> [QUESTIONS ON THE MATERIAL]
#1 Reproduce everything in the essay on the shutdown from "This has become" down to "on our pay.", word for word.
#2 Please carry on the essay on the shutdown past its last sentence, keeping its voice and line of argument.

> [EXCERPT]
· · · · · · ·
This has become a familiar feeling in my young Army career: budget uncertainty, training canceled, temporary-duty trips moved, all because our Congress no longer works.
You see, this is my second shutdown; 2013, and now here in 2018. In 2011 it came down to the last hour. For those of us in the military this has real-life effects on our everyday life, with vital services like clinics and daycare closings, not to mention a halt on our pay.
One needs to wonder, why is Congress broken, and why does this continue to happen to us? With a little analysis it’s not hard to figure out: “Extreme conservatives,” “ultra liberals,” and both sides who see “compromise” as “surrender.”
It seems so long ago that moderates were celebrated in our country. Bill Clinton rose to the presidency labeling himself as a “centrist,” and a few years after getting elected to the presidency, George Pataki, a self-described moderate Republican, won the governorship in New York state (a thought unthinkable today).
There were a couple of self-described “conservative Democrats” representing West Virginia in the Senate and a self-described “liberal Republican” representing the Senate in Vermont.
There was no 24-hour news and people still read, wait for it, the newspaper! It is debatable when our hyper partisan dilemma began, some blame the Lewinsky battle, some blame the coming of 24-hour news, some blame the Internet where anyone with an opinion, whether it be informed or uninformed, could command an audience.
Regardless of the cause, the detriment on our political system and government has been devastating. Hyper partisanship has turned our government into a never-ending drama of dysfunction and our elections into knife fights with each side trying to appease the “base.”
The Republican Party has drifted from the party of lower taxes to lower intelligence on climate change, and the Democratic Party has drifted from the party of the working man to working on every social cause besides fixing the economy. Both parties seem to enjoy divisive social issues more than the fleeting job base for working-class people, or Clinton emails and Russia collusion more than fixing our broken immigration system.
· · · · · · ·
> [DATASET CONTENT]
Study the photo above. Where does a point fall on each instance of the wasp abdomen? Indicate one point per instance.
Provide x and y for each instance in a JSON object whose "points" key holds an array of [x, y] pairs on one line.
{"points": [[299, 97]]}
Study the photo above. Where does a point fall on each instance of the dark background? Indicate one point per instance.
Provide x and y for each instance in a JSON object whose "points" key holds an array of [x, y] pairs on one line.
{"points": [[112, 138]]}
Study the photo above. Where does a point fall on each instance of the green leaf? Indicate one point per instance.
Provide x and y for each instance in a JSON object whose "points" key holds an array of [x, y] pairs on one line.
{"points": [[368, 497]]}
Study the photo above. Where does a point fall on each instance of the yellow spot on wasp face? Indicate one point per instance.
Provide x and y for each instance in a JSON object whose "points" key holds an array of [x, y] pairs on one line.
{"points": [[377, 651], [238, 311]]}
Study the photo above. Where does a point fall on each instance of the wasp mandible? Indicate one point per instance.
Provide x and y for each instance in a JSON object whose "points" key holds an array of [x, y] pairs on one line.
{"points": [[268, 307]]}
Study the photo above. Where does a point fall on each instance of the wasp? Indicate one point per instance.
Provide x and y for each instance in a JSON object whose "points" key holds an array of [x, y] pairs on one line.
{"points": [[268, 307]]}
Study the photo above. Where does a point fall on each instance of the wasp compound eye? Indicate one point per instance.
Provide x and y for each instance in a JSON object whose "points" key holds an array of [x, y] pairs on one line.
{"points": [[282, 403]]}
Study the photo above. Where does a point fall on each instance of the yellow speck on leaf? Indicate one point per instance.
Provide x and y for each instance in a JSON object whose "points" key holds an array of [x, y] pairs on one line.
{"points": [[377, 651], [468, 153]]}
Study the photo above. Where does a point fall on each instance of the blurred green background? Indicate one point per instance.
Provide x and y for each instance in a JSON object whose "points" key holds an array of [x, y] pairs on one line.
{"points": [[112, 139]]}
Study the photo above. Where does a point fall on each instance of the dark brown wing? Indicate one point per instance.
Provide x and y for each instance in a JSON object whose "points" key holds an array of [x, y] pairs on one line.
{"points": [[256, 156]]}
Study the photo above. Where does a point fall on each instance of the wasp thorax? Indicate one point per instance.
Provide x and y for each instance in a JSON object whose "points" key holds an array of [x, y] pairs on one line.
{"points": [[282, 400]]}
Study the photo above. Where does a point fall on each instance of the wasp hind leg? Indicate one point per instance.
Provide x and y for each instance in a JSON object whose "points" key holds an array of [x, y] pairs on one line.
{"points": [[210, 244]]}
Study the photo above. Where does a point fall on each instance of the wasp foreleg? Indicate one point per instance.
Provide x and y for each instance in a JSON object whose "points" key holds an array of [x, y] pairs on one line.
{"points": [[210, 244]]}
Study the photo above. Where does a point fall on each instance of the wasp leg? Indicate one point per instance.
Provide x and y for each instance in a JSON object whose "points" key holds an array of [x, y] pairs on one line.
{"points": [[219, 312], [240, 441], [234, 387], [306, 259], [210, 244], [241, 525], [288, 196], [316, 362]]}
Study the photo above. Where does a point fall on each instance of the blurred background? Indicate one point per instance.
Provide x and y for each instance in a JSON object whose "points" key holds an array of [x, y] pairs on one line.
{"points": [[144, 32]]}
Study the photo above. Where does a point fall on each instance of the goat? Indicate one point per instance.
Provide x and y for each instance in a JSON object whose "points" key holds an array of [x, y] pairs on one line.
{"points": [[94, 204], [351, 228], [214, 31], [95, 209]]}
· · · · · · ·
> [ANSWERS TO THE PROBLEMS]
#1
This has become a familiar feeling in my young Army career: budget uncertainty, training canceled, temporary-duty trips moved, all because our Congress no longer works.
You see, this is my second shutdown; 2013, and now here in 2018. In 2011 it came down to the last hour. For those of us in the military this has real-life effects on our everyday life, with vital services like clinics and daycare closings, not to mention a halt on our pay.

#2
When they discuss these issues, the Republicans go to Fox News and the Democrats to MSNBC, often speaking to an audience who already agrees with them. There is no real dialogue and no tough questions besides the occasional sound bite when one of these outlets want to “act fair.” Each side retreats to their side of hyper partisans who thinks the other side is going to destroy this country.
We will never fix our issues until we fix this dilemma, and it will take some courage from politicians (yeah, I know), but also the American people.
Let me be the first to say, it’s OK to be a moderate.
It is OK to be a Democrat who agrees with a statement President Trump makes from time to time. Are Democrats really opposed to spending more on infrastructure?
It’s OK for Republicans who want to be supportive of union rights, or maybe don’t toe the hard pro-life line, and vice versa for Democrats who don’t want to take marching orders from Planned Parenthood.
I think politicians will be pleasantly surprised what they find if they start talking like a centrist, because most Americans are slightly left or slightly right, but of course often the loudest and sometimes most obnoxious are the fringes on both sides.
So, moderates, it’s time to speak up. If we are going to fix our political climate, which is quickly descending into all out chaos and in turn our country, we need to find common ground.
We need to be more like our military. Each day I work with those I politically disagree with, but in the end, we put aside those differences to accomplish a mission. We are conservatives from Alabama and liberals from Minneapolis, but we share something much more important, our love of country.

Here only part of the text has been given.